* Begin PASSAGE SHOWN *

1. Does a municipally regulated unopened road allowance constitute alternate road access?
[26] An unopened road allowance is a strip of Crown land reserved for the purpose of making a road when it may be required. The evidence at trial showed that there were unopened road allowances around Lot 18 that if opened would provide alternate access to Lot 19. Experts from both sides agree that a viable road to Lot 19 could be built.
[27] The Township of Ramara controls and regulates the development of these unopened road allowances. Opening them would require the Township's permission and the passing of a by-law. The cottagers have not sought the Township's permission.
[28] If the cottagers did obtain the Township's approval for opening one of these road allowances, they would be responsible for all of the costs of constructing the road. The expert evidence suggested that the cost of construction would exceed $450,000.
[29] 2008795 makes two submissions on these unopened road allowances. First, it says that an unopened road allowance can amount to alternate road access. The trial judge, it contends, erred by holding that alternate road access must be on an existing road.

* End PASSAGE SHOWN *
* Begin RECORDS SUPPLIED *

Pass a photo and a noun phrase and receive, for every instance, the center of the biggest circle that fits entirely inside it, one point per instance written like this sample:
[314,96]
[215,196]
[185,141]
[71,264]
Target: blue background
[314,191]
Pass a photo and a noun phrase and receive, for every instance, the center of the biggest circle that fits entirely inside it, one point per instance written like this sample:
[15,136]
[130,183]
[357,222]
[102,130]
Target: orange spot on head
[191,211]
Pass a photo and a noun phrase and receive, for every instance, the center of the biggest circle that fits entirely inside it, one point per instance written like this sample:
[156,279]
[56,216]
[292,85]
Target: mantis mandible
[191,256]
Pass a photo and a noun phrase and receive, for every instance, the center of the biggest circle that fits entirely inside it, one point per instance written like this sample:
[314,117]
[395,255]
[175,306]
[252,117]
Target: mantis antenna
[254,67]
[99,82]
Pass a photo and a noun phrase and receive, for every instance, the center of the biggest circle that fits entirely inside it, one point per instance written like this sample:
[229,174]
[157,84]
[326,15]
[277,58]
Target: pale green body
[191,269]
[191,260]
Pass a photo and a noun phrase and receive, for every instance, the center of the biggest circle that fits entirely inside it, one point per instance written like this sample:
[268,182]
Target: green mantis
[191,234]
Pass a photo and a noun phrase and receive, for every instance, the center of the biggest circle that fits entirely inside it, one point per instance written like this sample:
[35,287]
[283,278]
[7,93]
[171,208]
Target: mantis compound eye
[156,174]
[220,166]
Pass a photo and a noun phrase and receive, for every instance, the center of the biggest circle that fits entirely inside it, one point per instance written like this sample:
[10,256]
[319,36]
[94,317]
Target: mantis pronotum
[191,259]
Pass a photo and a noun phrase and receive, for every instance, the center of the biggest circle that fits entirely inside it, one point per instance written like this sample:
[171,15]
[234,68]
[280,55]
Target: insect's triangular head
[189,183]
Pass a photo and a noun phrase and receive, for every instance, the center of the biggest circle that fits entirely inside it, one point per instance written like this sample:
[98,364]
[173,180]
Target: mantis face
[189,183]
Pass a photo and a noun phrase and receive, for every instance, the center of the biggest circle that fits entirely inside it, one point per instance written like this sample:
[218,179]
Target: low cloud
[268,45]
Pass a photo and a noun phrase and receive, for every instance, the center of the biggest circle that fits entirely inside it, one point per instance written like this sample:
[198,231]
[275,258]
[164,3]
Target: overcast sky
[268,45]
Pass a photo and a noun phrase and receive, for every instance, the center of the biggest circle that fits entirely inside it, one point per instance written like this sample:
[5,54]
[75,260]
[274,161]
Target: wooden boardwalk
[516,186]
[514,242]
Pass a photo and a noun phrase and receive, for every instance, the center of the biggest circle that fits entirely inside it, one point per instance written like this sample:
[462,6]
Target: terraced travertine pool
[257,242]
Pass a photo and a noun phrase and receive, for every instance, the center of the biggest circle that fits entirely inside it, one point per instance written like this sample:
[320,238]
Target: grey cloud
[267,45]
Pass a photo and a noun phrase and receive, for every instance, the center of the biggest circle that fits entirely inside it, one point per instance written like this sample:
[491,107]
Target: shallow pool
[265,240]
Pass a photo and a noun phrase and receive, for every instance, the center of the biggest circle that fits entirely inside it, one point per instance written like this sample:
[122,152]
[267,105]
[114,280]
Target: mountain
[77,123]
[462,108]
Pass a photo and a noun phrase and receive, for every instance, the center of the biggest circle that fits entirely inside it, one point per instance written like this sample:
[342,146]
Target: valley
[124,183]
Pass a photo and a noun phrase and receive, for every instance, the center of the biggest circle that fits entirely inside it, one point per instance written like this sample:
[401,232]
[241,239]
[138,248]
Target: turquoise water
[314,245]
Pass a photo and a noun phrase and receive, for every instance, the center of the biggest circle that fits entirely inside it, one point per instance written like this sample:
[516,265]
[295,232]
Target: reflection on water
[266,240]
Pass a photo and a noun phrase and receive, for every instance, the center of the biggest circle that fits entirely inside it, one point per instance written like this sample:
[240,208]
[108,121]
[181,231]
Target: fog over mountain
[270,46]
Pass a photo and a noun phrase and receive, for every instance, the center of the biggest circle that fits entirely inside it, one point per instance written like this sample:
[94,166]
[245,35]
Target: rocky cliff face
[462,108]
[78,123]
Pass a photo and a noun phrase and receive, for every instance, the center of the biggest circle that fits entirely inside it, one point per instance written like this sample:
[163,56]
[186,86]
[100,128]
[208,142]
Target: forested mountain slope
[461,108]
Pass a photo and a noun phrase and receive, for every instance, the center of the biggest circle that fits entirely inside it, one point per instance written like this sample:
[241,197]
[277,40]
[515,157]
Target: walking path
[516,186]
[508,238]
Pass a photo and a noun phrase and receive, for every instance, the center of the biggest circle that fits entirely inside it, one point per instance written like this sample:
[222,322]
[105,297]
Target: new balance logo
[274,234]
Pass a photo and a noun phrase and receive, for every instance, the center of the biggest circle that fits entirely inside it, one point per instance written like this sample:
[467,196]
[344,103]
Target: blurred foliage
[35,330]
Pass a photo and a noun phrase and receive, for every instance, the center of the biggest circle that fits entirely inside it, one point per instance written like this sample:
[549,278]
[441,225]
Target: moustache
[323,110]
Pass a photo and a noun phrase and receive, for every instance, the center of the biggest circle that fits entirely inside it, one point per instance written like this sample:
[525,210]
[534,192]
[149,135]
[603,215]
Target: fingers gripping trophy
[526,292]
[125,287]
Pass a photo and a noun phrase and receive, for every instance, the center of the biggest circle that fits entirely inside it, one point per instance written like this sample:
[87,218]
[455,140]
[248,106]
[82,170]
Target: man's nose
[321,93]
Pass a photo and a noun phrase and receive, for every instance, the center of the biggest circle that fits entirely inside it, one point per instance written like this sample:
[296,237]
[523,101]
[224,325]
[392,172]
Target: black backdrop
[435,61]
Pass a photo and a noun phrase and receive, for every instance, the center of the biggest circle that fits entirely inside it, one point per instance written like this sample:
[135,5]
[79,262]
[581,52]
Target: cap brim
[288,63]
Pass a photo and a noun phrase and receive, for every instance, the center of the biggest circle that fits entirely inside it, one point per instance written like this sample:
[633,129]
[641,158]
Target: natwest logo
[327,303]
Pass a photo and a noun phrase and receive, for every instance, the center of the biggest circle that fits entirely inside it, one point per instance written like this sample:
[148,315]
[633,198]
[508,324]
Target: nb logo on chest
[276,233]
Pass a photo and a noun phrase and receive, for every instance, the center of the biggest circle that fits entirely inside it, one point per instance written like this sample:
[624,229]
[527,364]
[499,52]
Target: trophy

* End RECORDS SUPPLIED *

**WHAT THIS EXERCISE ASKS:**
**1)** In the passage on unopened road allowances, what amount would the cost of building the road exceed, according to the expert evidence?
**2)** Continue the passage on unopened road allowances from the point where it stops.
The items come from a separate source and are unrelated to the passage on unopened road allowances.

**ANSWERS TO EACH TASK:**
**1)** $450,000

**2)**
[30] Second, 2008795 says that for an unopened road allowance not to constitute alternate access, the cottagers must show that it is impossible to open the allowance and construct the road; mere cost, even substantial cost, or mere inconvenience is not enough. 2008795 contends that the Act is not intended to sanction what is [page568] otherwise a trespass because Lot 18 provides a more convenient route to the properties on Lot 19. Here, the experts agree that a viable road could be built, albeit at a significant cost, and thus the cottagers cannot demonstrate that the closing of the access road on Lot 18 would prevent "all road access" to their properties.
[31] I do not reach the appellant's second submission on whether the appropriate test should be impossibility or substantial cost. I do not do so because I agree with the trial judge that under the Act, alternate road access must be access over an existing road; an as yet unopened road allowance does not qualify. The trial judge put his conclusion this way at para. 64 of his reasons:
In conclusion, I find no support in the Road Access Act or its jurisprudence to date nor in the evidence before me to find that the mere existence and alternate configuration of unopened road allowances, which cannot be used for vehicular traffic without municipal approval in the broad public interest and without construction and maintenance to municipal standards, constitute alternate road access within the Road Access Act.
[32] I agree. Two strong indicators of legislative intent, both referred to by the trial judge, support this conclusion. The first indicator is the use of the present tense of the verb "to serve" in the definition of access road in s. 1 of the Act: "'Access road' means a road located on land not owned by a municipality . . . that serves as a motor vehicle access route to one or more parcels of land" (emphasis added). A road that might be built in the future but does not now exist, does not "serve" as a motor vehicle access route.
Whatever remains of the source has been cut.